Work request. Repeat every entry exactly. Leave nothing out.

—————

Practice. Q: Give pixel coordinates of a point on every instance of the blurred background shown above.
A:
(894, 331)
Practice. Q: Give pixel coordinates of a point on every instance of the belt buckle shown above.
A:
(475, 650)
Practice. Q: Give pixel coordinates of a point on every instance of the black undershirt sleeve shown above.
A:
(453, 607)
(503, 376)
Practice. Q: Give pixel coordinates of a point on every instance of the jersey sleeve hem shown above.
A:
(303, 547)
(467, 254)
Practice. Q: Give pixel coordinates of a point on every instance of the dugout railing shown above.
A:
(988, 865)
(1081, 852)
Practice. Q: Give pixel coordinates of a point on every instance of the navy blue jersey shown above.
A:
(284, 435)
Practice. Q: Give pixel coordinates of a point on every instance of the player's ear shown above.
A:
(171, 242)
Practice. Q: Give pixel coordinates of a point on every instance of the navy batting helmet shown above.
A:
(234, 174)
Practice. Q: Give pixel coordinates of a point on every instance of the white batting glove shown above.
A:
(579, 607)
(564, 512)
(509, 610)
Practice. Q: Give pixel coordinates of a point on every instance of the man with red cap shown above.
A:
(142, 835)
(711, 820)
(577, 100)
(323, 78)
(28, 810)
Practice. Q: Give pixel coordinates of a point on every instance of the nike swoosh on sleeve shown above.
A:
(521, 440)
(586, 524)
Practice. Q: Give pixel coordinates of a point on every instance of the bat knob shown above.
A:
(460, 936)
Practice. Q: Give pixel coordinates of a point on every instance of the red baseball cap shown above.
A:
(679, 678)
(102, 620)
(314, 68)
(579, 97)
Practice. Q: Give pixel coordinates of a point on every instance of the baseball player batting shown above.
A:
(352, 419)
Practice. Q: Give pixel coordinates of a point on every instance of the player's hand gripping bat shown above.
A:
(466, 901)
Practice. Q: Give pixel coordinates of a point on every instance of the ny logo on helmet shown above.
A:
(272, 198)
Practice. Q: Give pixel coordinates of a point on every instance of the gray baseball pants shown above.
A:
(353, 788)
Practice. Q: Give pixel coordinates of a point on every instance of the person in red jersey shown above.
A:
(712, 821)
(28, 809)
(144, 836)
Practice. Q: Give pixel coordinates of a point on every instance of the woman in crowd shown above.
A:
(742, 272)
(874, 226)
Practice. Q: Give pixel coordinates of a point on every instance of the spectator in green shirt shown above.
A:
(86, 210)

—————

Written answer.
Practice. Q: Give pixel coordinates of a point on every instance of the blurred background shown above.
A:
(894, 331)
Practice. Q: Give pixel coordinates of a point on every instance of the belt buckle shown above.
A:
(475, 650)
Practice. Q: Give pixel coordinates of a point on every instance of the black undershirt sleeve shown above.
A:
(453, 607)
(503, 376)
Practice. Q: Give pixel coordinates of a point on every instance of the jersey sleeve hem shown above.
A:
(303, 547)
(467, 254)
Practice. Q: Give pixel coordinates of a point on every instance of the dugout railing shown above.
A:
(988, 865)
(1081, 852)
Practice. Q: Give pixel coordinates of a point on every instance of the navy blue jersey shown above.
A:
(284, 435)
Practice. Q: Give pixel coordinates of a point on every instance of the player's ear shown above.
A:
(171, 242)
Practice. Q: Give pixel coordinates of a point on every instance of the navy batting helmet shown above.
A:
(234, 174)
Practice. Q: Give pixel coordinates of a point on every instance of the white batting glove shown above.
A:
(579, 607)
(564, 512)
(509, 610)
Practice. Q: Give pixel coordinates of a point on every instance of the man with red cap shown above.
A:
(142, 835)
(711, 820)
(577, 100)
(323, 78)
(28, 810)
Practice. Q: Give pixel coordinates of a point on every instance of the nike swoosh on sleeve shown above.
A:
(521, 440)
(586, 524)
Practice. Q: Give pixel coordinates of a point on every instance of the bat knob shown above.
A:
(460, 936)
Practice. Q: Give pixel coordinates of a point on every instance of the red baseball cap shown above.
A:
(679, 678)
(102, 620)
(314, 68)
(579, 97)
Practice. Q: Give pixel coordinates of a point on every instance of the baseball player batting shown above.
A:
(352, 419)
Practice. Q: Give pixel coordinates of a point on every instance of the player's hand gripping bat shown above.
A:
(466, 901)
Practice. Q: Give pixel coordinates of a point on every instance of the ny logo on helmet shown above.
A:
(272, 198)
Practice. Q: Give pixel coordinates of a point on every instance of the gray baseball pants shown above.
A:
(353, 788)
Practice. Q: Give pixel coordinates of a point on every instance of the person in red jersey shown above.
A:
(712, 821)
(28, 809)
(144, 836)
Practice. Q: Give pixel coordinates of a point on every instance of the woman in crowd shown above.
A:
(742, 272)
(874, 226)
Practice. Q: Give pixel coordinates of a point on every instance of the spectator in green shirt shown above.
A:
(86, 210)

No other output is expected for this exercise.